#### Given task
Find the line containing "target = rolled-up sleeve" in the material below; copy that line and all following lines exactly.

[Entries on locating named things]
┌────────

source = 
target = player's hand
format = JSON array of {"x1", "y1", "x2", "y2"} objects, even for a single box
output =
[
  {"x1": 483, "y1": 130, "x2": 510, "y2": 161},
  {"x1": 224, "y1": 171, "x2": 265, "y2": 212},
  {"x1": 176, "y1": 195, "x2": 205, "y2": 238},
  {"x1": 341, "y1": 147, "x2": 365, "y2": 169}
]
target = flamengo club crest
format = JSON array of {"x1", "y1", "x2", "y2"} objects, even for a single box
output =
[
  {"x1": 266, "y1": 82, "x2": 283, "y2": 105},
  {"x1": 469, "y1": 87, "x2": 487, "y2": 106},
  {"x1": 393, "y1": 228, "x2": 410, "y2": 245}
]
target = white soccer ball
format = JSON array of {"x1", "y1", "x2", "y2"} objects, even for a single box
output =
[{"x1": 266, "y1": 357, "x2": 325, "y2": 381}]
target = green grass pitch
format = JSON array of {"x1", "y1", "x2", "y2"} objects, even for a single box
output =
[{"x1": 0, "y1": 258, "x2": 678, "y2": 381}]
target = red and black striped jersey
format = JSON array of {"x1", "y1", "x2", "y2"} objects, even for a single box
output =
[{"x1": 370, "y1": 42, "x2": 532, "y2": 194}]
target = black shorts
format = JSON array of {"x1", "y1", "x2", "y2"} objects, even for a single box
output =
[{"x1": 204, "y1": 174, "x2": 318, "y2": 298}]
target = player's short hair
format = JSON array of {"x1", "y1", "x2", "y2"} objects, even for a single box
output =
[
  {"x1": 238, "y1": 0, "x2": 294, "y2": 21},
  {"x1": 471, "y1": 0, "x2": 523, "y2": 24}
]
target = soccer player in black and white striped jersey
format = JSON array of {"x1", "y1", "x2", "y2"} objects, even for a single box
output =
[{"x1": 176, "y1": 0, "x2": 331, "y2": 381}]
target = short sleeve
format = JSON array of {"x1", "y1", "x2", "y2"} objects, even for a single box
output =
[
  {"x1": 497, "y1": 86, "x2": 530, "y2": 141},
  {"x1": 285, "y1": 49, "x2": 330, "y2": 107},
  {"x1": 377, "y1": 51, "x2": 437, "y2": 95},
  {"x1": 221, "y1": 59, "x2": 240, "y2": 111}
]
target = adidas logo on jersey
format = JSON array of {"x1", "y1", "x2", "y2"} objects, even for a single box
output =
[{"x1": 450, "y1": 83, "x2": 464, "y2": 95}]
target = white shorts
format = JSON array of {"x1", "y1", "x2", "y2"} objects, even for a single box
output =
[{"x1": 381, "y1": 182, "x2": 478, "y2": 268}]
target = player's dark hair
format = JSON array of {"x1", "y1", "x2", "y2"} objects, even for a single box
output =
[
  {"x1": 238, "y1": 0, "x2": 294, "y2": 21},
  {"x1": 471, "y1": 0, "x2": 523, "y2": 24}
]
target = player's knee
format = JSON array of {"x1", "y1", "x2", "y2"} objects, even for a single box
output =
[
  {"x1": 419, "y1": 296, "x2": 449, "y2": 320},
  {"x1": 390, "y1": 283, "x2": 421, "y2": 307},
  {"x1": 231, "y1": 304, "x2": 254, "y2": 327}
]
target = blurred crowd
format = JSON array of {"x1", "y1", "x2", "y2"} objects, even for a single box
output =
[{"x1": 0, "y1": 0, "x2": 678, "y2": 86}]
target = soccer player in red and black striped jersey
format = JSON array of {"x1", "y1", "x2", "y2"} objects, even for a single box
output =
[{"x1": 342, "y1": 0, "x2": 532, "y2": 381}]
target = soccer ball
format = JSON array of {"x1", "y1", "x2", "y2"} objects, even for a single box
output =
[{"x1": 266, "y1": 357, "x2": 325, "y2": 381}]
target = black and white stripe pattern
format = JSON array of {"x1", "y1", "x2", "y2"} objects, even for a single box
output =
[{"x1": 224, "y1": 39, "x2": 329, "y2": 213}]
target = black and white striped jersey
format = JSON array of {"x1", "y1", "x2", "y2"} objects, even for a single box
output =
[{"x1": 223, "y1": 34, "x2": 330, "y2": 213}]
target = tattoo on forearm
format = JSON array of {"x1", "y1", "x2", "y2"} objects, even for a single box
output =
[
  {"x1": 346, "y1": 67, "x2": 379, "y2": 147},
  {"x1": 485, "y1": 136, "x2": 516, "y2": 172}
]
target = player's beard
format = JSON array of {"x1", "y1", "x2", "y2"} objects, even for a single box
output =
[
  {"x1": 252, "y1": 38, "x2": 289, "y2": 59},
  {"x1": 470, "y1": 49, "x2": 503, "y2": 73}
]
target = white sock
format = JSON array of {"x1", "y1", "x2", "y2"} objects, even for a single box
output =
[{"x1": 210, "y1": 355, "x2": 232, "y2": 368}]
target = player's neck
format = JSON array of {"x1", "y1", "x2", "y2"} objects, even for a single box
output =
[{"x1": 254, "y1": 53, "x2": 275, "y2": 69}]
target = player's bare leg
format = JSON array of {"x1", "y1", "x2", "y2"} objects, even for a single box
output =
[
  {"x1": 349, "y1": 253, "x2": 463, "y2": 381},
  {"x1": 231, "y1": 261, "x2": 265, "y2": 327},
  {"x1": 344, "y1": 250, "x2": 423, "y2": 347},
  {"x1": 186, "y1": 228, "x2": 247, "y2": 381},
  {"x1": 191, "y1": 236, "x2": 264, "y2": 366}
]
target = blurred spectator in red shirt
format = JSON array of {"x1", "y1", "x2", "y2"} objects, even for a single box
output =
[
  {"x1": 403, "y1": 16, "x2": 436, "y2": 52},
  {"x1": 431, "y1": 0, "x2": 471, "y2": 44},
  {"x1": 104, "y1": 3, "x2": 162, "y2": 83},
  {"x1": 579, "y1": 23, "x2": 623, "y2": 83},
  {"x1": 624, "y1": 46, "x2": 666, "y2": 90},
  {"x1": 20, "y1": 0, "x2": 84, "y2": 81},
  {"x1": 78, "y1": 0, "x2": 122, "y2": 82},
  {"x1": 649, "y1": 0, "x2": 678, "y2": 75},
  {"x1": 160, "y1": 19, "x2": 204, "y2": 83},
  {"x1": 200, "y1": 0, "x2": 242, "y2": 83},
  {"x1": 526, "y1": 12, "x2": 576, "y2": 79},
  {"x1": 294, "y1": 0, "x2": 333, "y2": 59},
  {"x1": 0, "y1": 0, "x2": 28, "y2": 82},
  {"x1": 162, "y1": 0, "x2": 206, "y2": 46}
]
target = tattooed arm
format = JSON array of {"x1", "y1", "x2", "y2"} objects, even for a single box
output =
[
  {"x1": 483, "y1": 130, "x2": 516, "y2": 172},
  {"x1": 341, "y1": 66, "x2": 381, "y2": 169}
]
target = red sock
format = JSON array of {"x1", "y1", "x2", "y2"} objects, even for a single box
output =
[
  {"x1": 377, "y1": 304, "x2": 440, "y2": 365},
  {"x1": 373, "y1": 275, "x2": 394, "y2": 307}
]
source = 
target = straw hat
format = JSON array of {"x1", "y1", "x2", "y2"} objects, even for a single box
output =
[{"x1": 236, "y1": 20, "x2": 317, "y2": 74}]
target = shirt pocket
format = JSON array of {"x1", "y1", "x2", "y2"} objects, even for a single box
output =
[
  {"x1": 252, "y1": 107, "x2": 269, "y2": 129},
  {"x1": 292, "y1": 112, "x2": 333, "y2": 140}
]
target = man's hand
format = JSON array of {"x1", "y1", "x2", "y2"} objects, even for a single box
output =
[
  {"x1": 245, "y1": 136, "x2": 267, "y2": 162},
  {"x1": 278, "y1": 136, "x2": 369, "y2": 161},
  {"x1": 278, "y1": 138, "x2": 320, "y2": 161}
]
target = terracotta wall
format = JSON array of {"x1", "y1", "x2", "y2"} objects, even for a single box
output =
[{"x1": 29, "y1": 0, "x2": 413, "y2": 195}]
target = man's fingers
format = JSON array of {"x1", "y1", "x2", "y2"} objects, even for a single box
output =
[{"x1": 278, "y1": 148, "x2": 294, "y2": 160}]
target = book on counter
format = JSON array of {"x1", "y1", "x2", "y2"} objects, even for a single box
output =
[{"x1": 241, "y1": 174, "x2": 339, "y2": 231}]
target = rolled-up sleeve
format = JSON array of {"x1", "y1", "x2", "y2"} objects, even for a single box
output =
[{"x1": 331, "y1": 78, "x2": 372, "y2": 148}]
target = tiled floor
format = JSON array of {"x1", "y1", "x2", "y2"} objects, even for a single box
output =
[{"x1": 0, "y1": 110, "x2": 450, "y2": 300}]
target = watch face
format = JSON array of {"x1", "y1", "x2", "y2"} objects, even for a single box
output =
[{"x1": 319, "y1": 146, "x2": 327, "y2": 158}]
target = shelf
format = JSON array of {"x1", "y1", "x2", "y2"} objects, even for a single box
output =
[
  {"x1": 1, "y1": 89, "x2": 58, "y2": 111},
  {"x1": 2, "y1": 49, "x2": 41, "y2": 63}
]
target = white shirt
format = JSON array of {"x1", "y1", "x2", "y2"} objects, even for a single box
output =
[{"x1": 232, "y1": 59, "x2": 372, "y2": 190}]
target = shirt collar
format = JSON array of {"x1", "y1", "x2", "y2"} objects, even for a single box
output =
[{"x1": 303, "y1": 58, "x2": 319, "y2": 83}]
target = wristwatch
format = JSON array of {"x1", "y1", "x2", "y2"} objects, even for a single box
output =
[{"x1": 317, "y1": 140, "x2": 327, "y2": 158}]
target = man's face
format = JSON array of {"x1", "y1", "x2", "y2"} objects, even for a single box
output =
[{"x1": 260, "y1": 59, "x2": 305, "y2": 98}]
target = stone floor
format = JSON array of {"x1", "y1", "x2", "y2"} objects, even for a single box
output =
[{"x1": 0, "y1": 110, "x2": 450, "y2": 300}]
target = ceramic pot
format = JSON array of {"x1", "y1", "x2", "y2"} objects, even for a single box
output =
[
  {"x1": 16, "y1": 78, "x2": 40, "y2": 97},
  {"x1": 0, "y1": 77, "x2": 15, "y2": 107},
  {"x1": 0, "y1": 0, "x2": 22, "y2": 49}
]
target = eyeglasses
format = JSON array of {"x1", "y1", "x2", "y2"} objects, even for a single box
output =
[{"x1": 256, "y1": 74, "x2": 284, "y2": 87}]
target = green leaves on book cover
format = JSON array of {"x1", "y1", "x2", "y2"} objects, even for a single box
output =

└────────

#### Solution to this problem
target = rolled-up sleeve
format = JSON array of {"x1", "y1", "x2", "y2"} objects, even for a single box
output =
[{"x1": 331, "y1": 78, "x2": 372, "y2": 148}]
target = tiled floor
format = JSON array of {"x1", "y1", "x2", "y2"} objects, even for a single box
output =
[{"x1": 0, "y1": 110, "x2": 450, "y2": 300}]
target = watch face
format = JSON array of {"x1", "y1", "x2", "y2"} objects, even for a single box
output =
[{"x1": 319, "y1": 146, "x2": 327, "y2": 158}]
target = shelf
format = JSON array of {"x1", "y1", "x2", "y2"} objects, even for a single box
output =
[
  {"x1": 1, "y1": 89, "x2": 58, "y2": 111},
  {"x1": 2, "y1": 49, "x2": 41, "y2": 63}
]
target = white shirt
format = JSON array of {"x1", "y1", "x2", "y2"} objects, even for a single box
output =
[{"x1": 232, "y1": 59, "x2": 372, "y2": 190}]
target = shirt collar
format = JSON array of {"x1", "y1", "x2", "y2"} objects, even for a single box
output =
[{"x1": 303, "y1": 58, "x2": 319, "y2": 83}]
target = wristwatch
format = JSON array of {"x1", "y1", "x2", "y2"} objects, even for a single box
output =
[{"x1": 317, "y1": 140, "x2": 327, "y2": 158}]
target = man's face
format = JSON array of {"x1", "y1", "x2", "y2"} objects, even for a single box
output =
[{"x1": 260, "y1": 59, "x2": 305, "y2": 98}]
target = stone floor
format = JSON array of {"x1", "y1", "x2", "y2"} objects, even for a single box
output =
[{"x1": 0, "y1": 110, "x2": 450, "y2": 300}]
target = ceramic pot
format = JSON array of {"x1", "y1", "x2", "y2"} objects, even for a single box
output =
[
  {"x1": 16, "y1": 78, "x2": 40, "y2": 97},
  {"x1": 0, "y1": 77, "x2": 15, "y2": 107},
  {"x1": 0, "y1": 0, "x2": 22, "y2": 49}
]
target = eyeglasses
format = JSON array of {"x1", "y1", "x2", "y2"} objects, even for a single box
output =
[{"x1": 256, "y1": 74, "x2": 284, "y2": 87}]
target = green leaves on book cover
format = JSON array of {"x1", "y1", "x2", "y2"} objects, even for a single box
output =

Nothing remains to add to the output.